Assignment: Nothing in the entries may be dropped: restate them word for word.

(Material to process begins)

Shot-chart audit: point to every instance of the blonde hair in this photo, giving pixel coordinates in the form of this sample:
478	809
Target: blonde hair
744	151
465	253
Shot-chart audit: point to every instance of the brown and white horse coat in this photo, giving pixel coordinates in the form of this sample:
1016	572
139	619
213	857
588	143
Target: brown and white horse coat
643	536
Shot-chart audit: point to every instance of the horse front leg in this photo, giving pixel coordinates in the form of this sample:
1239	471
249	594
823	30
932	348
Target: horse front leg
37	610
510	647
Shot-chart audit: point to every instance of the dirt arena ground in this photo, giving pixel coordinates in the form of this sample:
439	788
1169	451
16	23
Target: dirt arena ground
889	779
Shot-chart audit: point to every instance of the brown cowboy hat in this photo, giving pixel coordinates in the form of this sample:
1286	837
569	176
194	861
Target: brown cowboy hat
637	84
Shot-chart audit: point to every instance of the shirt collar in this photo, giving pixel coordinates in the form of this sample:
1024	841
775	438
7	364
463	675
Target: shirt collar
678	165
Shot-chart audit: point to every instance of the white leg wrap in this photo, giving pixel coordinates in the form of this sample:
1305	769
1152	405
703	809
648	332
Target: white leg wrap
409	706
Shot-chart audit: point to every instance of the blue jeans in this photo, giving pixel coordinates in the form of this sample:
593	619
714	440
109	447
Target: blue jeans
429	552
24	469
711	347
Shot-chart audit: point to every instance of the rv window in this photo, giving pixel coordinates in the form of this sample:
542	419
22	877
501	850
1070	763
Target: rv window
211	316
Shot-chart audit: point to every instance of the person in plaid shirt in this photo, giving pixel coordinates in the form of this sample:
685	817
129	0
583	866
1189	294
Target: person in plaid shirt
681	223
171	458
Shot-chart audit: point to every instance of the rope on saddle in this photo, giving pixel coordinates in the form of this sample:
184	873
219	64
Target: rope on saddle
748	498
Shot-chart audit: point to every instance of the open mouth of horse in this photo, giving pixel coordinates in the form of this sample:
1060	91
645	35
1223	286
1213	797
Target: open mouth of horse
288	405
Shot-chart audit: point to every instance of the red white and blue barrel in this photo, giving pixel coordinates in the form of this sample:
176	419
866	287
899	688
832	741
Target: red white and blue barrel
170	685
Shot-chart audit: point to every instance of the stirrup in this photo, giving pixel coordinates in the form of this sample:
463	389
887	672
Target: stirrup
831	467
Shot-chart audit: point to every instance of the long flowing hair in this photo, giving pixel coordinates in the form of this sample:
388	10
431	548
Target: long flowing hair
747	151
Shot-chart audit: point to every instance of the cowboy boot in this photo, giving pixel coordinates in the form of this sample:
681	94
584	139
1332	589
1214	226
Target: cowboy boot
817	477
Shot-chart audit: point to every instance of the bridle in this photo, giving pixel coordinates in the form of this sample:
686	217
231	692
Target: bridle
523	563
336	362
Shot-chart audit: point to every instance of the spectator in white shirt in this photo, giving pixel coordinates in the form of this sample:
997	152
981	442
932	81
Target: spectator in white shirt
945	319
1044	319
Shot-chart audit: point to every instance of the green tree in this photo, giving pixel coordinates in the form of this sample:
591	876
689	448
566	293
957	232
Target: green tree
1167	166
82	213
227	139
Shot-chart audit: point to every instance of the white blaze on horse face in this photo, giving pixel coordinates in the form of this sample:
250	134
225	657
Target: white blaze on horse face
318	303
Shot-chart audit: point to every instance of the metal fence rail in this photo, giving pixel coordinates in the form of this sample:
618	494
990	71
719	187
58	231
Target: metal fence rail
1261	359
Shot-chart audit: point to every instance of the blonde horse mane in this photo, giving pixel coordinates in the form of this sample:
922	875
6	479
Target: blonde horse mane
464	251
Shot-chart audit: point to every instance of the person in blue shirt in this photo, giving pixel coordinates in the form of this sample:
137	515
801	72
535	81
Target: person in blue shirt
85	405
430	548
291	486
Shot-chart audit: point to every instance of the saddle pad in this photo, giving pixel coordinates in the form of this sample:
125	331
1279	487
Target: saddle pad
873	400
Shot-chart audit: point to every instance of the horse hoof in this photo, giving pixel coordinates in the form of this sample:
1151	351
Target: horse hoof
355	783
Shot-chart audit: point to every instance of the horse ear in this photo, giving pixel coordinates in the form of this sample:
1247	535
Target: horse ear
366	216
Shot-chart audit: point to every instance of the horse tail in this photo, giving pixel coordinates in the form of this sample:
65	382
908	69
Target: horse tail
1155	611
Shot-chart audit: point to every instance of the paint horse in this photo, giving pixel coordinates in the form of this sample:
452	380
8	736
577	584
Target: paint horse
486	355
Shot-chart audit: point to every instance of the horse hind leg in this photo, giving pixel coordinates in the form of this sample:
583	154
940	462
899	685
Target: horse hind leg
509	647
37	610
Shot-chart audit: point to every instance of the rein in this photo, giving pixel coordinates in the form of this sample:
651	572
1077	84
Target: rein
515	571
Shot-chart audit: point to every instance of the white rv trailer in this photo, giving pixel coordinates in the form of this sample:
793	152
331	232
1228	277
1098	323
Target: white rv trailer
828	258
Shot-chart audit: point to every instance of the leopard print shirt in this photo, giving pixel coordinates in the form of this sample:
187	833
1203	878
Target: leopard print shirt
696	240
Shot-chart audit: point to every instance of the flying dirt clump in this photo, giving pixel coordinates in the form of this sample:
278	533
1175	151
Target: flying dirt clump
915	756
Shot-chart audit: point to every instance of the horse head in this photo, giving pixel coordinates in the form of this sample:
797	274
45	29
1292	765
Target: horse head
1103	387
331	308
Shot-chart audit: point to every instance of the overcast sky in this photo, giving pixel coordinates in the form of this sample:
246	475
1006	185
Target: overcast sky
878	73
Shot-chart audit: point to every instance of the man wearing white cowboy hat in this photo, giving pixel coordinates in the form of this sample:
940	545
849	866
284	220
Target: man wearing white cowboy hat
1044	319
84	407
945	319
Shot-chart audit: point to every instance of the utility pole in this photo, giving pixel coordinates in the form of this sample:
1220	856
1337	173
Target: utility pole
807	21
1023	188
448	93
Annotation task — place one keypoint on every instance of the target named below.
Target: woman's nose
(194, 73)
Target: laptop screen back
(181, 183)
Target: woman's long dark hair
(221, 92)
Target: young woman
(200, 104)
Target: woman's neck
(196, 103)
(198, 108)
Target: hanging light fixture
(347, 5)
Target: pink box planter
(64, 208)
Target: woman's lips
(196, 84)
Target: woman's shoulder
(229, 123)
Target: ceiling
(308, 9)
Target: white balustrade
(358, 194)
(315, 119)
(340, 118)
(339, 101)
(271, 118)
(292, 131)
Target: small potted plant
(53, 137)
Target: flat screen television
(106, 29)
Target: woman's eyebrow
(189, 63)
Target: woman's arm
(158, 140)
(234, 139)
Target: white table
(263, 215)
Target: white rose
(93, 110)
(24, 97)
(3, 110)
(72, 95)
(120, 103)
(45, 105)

(Material to process ends)

Final answer:
Shot-chart audit: point to every instance of the blonde hair in this photo, giving pixel coordinates in the form of this sample:
478	809
Target: blonde hair
744	151
465	253
Shot-chart audit: point to every instance of the brown and white horse coat in this photo, giving pixel coordinates in the form of this sample:
1016	572
139	619
213	857
588	143
Target: brown and white horse coat
643	536
Shot-chart audit: point to every instance of the horse front leg in this photo, giving pixel coordinates in the form of this sample:
1239	471
249	594
823	30
932	348
Target: horse front leg
37	610
510	647
Shot-chart audit: point to every instance of the dirt arena ground in this photo, giving pixel coordinates in the form of this sample:
439	788
1169	451
16	23
Target: dirt arena ground
889	779
Shot-chart audit: point to every instance of the brown cowboy hat in this photo, giving pixel coordinates in the form of this sample:
1286	837
569	176
194	861
Target: brown cowboy hat
637	84
Shot-chart audit: point to every instance of the shirt collar in this photo, giving pixel coordinates in the form of this sample:
1024	841
775	438
7	364
463	675
Target: shirt collar
678	165
Shot-chart audit: point to every instance of the white leg wrap in this photo, giving pixel coordinates in the form of this sample:
1305	769
1152	405
703	809
648	332
Target: white leg wrap
409	706
Shot-chart audit: point to every instance of the blue jeans in this photo, giving pixel coordinates in the form of this sample:
593	619
714	440
109	447
Target: blue jeans
429	552
24	469
711	347
Shot-chart audit: point to every instance of the rv window in this photo, giving pixel coordinates in the form of this sample:
542	419
22	877
501	850
1070	763
Target: rv window
211	316
Shot-chart audit: point to every instance of the person in plaid shirt in this photo, giving pixel coordinates in the form of this sample:
685	817
129	0
583	866
1189	294
Target: person in plaid shirt
681	223
171	458
Shot-chart audit: point to every instance of the rope on saddle in this photo, giving pixel coordinates in the form of this sample:
184	873
219	64
Target: rope on saddle
748	498
Shot-chart audit: point to every instance of the open mouth of horse in this photo, giving pixel coordinates in the form of this sample:
1060	91
645	35
1223	286
1213	797
Target: open mouth of horse
288	405
Shot-chart audit: point to every instance of the red white and blue barrel in this photo, giving pixel coordinates in the form of this sample:
176	419
866	287
899	688
832	741
Target: red white and blue barrel
170	685
Shot-chart audit: point to every instance of the stirrup in this photo, giving pixel coordinates in the form of this sample:
463	389
887	672
Target: stirrup
831	467
Shot-chart audit: point to every instance of the long flowing hair in this photo, giving pixel coordinates in the form of this sample:
388	10
431	548
Target: long flowing hair
747	151
Shot-chart audit: point to every instance of the cowboy boot in this photo, giving pixel coordinates in the form of this sample:
681	94
584	139
1332	589
1214	226
Target: cowboy boot
817	477
Shot-chart audit: point to every instance of the bridle in this photo, giving pixel coordinates in the form of this sample:
686	217
231	692
Target: bridle
523	563
336	362
Shot-chart audit: point to every instance of the spectator in white shirt in this photo, giving pixel coordinates in the form of this sample:
997	152
981	442
932	81
Target: spectator in white shirt
945	319
1044	319
Shot-chart audit: point to every instance of the green tree in this photo, giving pixel coordinates in the form of this sample:
591	876
689	448
566	293
957	232
Target: green tree
1167	166
82	213
227	139
Shot-chart audit: point to every instance of the white blaze on horse face in this photo, giving pixel coordinates in the form of this sample:
250	134
225	657
Target: white blaze on horse face
318	303
Shot-chart audit: point to every instance of the metal fence rail in this photo, giving pixel coordinates in the form of this sample:
618	494
990	71
719	187
58	231
Target: metal fence rail
1261	359
Shot-chart audit: point to every instance of the blonde horse mane in this photo, giving pixel coordinates in the form of this sample:
922	875
6	479
Target: blonde horse mane
464	251
Shot-chart audit: point to every instance of the person in blue shirt in this photo, giving pixel coordinates in the form of this sample:
137	515
801	72
535	81
Target: person in blue shirt
85	405
430	548
291	486
Shot-chart audit: point to every instance of the saddle pad in this photo, giving pixel coordinates in the form of this sample:
125	331
1279	487
Target: saddle pad
873	400
Shot-chart audit: point to every instance of the horse hoof in this photo, giving pixel coordinates in the form of this sample:
1151	351
Target: horse hoof
355	783
Shot-chart audit: point to every instance of the horse ear in this photo, giving pixel coordinates in the form of this sample:
1247	535
Target: horse ear
366	216
Shot-chart audit: point to every instance of the horse tail in this photo, giving pixel coordinates in the form of this sample:
65	382
908	69
Target: horse tail
1155	611
Shot-chart audit: point to every instance of the paint horse in this photo, giving pixel coordinates in the form of this sample:
452	380
8	736
577	584
Target: paint horse
486	355
Shot-chart audit: point to every instance of the horse hind leg in this photo, giving pixel coordinates in the form of this sample:
583	154
940	462
899	685
Target: horse hind leg
509	647
37	610
Shot-chart audit: point to every instance of the rein in this photo, giving pixel coordinates in the form of this sample:
651	572
1077	84
Target: rein
515	571
Shot-chart audit: point to every instance of the white rv trailer in this photo, giving pixel coordinates in the form of this sample:
793	152
331	232
1228	277
1098	323
Target: white rv trailer
828	258
Shot-chart audit: point to every instance of the leopard print shirt in this photo, giving pixel coordinates in the form of this sample:
187	833
1203	878
Target: leopard print shirt
696	240
Shot-chart audit: point to every instance of the flying dirt clump in this photo, giving pixel coordinates in the form of this sample:
278	533
1175	151
Target: flying dirt clump
915	756
Shot-chart audit: point to every instance of the horse head in this photo, giving pixel coordinates in the form of this sample:
797	274
45	29
1292	765
Target: horse head
1103	387
331	308
Shot-chart audit: point to every instance of the overcast sky in this photo, giving pixel coordinates in the form of this sample:
246	475
1006	185
Target: overcast sky
878	73
Shot-chart audit: point to every instance of the man wearing white cowboy hat in this photo, giving pixel coordinates in the form of this sample:
940	545
849	866
284	220
Target: man wearing white cowboy hat
1044	319
84	407
945	319
Shot-chart audit: point to every instance of the utility pole in this photo, giving pixel coordinates in the form of this sample:
1220	856
1337	173
Target: utility pole
807	21
1023	188
448	93
Annotation task — place one keypoint on every instance of the target named below.
Target: woman's nose
(194, 73)
Target: laptop screen back
(181, 183)
Target: woman's long dark hair
(221, 92)
Target: young woman
(200, 104)
Target: woman's neck
(196, 103)
(198, 108)
Target: hanging light fixture
(347, 5)
Target: pink box planter
(64, 208)
Target: woman's lips
(196, 84)
Target: woman's shoulder
(229, 123)
Target: ceiling
(308, 9)
Target: white balustrade
(358, 194)
(315, 119)
(340, 118)
(339, 101)
(271, 118)
(292, 131)
Target: small potted plant
(53, 137)
Target: flat screen television
(106, 29)
Target: woman's eyebrow
(189, 63)
Target: woman's arm
(158, 140)
(234, 139)
Target: white table
(263, 215)
Target: white rose
(93, 110)
(24, 97)
(3, 110)
(72, 95)
(120, 103)
(45, 105)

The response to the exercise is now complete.